**BRIEF:**
Copy out everything from the line containing "Do not take my word for it — the green" down to the line containing "0 315 300 449", including both of those lines and the requests. Multiply each box coordinate in the answers by 0.9 and round to whole numbers, with halves going up, leaving the request wording unchanged.

**PROVIDED MATERIAL:**
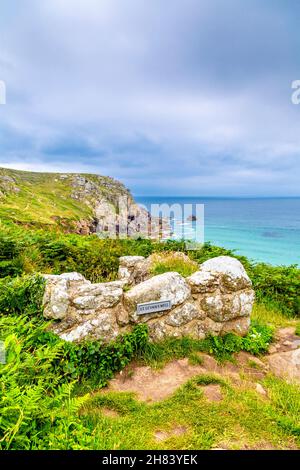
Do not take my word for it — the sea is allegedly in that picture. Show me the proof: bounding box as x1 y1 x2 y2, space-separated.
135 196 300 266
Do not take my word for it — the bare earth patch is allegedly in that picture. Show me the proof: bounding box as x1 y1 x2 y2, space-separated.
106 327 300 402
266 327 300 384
--
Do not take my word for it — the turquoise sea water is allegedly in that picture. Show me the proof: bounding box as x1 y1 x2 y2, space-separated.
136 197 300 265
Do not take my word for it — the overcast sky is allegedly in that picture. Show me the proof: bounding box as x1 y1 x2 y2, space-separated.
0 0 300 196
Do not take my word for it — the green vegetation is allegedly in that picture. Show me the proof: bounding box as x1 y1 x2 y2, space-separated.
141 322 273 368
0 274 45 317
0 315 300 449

**TASK RESPONSE:**
Do not take my word for it — the green vegetation is allegedly in that picture. Show me the proof: bounding box as x1 y1 x2 y2, space-separated.
127 290 246 331
0 247 41 285
0 284 270 404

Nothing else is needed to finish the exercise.